= PASSAGE SHOWN =
Multi-dimensional arrays with broadcasting and lazy computing.

Introduction

xtensor is a C++ library meant for numerical analysis with multi-dimensional
array expressions.

xtensor provides

• an extensible expression system enabling lazy broadcasting.
• an API following the idioms of the C++ standard library.
• tools to manipulate array expressions and build upon xtensor.

Containers of xtensor are inspired by NumPy, the
Python array programming library. Adaptors for existing data structures to
be plugged into our expression system can easily be written.

In fact, xtensor can be used to process NumPy data structures inplace
using Python's buffer protocol.
Similarly, we can operate on Julia and R arrays. For more details on the NumPy,
Julia and R bindings, check out the xtensor-python,
xtensor-julia and
xtensor-r projects respectively.

xtensor requires a modern C++ compiler supporting C++14. The following C++
compilers are supported:

• On Windows platforms, Visual C++ 2015 Update 2, or more recent
• On Unix platforms, gcc 4.9 or a recent version of Clang

Installation

Package managers

If you are using Conan to manage your dependencies, merely add xtensor/x.y.z@omaralvarez/public-conan to your requires, where x.y.z is the release version you want to use. Please file issues in conan-xtensor if you experience problems with the packages. Sample conanfile.txt:

[requires]
xtensor/0.20.8@omaralvarez/public-conan

[generators]
cmake

We also provide a package for the conda package manager:

conda install -c conda-forge xtensor

Install from sources

xtensor is a header-only library.

= SET TASK 1 =
Name the projects that the xtensor introduction points to for details on its NumPy, Julia and R bindings.
= SET TASK 2 =
Update the xtensor introduction from "Containers of xtensor" up to and including "easily be written.", replacing "easily" with "readily".
The material here bears no relation to the xtensor introduction.

(Entries pointing to named objects)

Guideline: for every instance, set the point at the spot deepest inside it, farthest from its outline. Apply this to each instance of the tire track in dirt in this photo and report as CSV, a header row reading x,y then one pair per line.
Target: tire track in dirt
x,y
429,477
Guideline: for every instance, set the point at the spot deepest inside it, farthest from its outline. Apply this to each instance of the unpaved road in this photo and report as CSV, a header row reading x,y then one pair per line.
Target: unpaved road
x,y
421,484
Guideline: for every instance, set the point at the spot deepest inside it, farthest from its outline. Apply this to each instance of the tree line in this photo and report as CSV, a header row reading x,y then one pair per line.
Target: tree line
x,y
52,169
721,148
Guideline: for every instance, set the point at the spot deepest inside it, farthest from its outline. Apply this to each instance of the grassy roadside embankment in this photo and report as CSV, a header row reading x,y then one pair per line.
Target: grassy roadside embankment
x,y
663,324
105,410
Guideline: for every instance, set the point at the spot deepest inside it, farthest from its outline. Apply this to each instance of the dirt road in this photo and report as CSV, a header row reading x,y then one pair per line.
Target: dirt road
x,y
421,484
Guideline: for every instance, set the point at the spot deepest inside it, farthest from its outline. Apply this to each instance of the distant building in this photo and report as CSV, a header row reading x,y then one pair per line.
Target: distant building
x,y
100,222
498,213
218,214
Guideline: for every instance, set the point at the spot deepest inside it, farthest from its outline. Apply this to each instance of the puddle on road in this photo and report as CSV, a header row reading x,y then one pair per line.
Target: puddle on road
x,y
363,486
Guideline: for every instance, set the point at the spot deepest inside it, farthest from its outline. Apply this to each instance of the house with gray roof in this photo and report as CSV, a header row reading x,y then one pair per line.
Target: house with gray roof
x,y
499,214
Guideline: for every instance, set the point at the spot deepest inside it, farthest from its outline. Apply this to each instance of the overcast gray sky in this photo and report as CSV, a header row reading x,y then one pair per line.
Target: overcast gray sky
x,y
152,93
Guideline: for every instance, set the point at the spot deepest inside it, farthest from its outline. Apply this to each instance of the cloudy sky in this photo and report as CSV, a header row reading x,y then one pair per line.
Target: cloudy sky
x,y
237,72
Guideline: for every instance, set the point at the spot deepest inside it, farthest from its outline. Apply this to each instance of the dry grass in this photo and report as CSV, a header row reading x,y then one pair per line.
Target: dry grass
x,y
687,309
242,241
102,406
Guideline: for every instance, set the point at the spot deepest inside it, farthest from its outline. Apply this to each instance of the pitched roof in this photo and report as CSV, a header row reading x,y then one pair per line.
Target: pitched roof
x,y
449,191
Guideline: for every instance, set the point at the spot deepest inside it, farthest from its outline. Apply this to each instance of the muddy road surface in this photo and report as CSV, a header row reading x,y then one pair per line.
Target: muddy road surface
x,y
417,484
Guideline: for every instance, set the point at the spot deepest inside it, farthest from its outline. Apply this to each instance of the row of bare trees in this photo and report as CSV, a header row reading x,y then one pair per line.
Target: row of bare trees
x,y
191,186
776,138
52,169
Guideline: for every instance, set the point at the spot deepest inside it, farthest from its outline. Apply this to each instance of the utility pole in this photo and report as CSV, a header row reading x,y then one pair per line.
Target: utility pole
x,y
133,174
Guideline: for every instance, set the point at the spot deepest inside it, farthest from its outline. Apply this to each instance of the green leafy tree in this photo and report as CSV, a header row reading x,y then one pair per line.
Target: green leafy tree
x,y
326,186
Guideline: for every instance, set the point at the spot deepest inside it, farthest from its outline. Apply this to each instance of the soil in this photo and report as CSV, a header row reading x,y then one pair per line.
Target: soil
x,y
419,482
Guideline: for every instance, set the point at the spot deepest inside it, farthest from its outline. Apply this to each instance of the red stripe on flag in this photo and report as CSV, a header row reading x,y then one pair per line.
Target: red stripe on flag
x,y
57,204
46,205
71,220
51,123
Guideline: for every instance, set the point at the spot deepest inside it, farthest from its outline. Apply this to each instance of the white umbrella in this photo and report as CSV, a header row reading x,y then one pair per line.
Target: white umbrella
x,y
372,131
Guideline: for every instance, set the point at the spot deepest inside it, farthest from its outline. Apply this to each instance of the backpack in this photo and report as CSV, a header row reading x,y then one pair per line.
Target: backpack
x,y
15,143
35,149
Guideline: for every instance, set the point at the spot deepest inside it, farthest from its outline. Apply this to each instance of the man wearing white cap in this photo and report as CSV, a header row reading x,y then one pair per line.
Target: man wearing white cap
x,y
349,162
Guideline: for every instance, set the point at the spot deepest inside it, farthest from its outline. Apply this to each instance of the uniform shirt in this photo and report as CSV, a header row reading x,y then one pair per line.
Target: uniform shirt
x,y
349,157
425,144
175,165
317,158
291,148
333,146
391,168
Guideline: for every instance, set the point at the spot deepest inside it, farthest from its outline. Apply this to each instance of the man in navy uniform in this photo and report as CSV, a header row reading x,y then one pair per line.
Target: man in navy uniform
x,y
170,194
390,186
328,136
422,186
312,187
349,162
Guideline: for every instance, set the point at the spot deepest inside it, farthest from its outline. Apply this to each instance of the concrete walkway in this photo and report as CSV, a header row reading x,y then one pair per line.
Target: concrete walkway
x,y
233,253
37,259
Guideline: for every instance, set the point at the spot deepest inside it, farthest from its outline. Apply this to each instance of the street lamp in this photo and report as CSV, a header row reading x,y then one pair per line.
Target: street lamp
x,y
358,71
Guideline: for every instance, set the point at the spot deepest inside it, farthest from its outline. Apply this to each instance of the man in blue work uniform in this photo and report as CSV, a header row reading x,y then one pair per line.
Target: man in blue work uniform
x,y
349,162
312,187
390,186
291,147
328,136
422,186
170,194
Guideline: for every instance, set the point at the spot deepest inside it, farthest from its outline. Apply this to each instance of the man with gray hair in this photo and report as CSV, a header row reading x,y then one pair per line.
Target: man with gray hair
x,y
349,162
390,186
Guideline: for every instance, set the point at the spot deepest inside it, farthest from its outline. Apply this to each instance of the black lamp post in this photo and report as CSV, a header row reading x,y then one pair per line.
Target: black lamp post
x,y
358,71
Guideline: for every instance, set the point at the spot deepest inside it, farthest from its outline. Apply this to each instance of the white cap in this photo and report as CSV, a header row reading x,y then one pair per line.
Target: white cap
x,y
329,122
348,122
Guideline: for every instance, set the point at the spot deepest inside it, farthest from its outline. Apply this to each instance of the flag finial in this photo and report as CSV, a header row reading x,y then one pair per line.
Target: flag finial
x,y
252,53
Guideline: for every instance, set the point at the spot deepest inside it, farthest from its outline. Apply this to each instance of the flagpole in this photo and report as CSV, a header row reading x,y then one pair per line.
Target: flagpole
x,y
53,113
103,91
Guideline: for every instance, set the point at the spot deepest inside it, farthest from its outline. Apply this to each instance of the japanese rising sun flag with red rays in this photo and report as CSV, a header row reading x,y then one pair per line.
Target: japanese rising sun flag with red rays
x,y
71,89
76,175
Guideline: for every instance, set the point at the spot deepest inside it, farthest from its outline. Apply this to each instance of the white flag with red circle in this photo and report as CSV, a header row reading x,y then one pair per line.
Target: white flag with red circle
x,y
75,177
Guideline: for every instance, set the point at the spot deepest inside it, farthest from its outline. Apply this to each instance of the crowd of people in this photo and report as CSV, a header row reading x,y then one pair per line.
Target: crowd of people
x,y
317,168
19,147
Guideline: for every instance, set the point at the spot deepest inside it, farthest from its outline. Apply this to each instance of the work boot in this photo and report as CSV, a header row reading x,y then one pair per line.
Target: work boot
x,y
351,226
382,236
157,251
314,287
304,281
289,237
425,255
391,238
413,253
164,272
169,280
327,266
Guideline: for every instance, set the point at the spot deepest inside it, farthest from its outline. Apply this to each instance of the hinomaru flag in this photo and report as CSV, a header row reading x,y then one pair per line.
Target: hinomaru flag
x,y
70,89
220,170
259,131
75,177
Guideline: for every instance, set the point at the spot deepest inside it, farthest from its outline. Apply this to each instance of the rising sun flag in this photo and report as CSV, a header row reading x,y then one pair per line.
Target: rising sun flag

= WRITTEN SOLUTION 1 =
xtensor-python, xtensor-julia, xtensor-r

= WRITTEN SOLUTION 2 =
Containers of xtensor are inspired by NumPy, the
Python array programming library. Adaptors for existing data structures to
be plugged into our expression system can readily be written.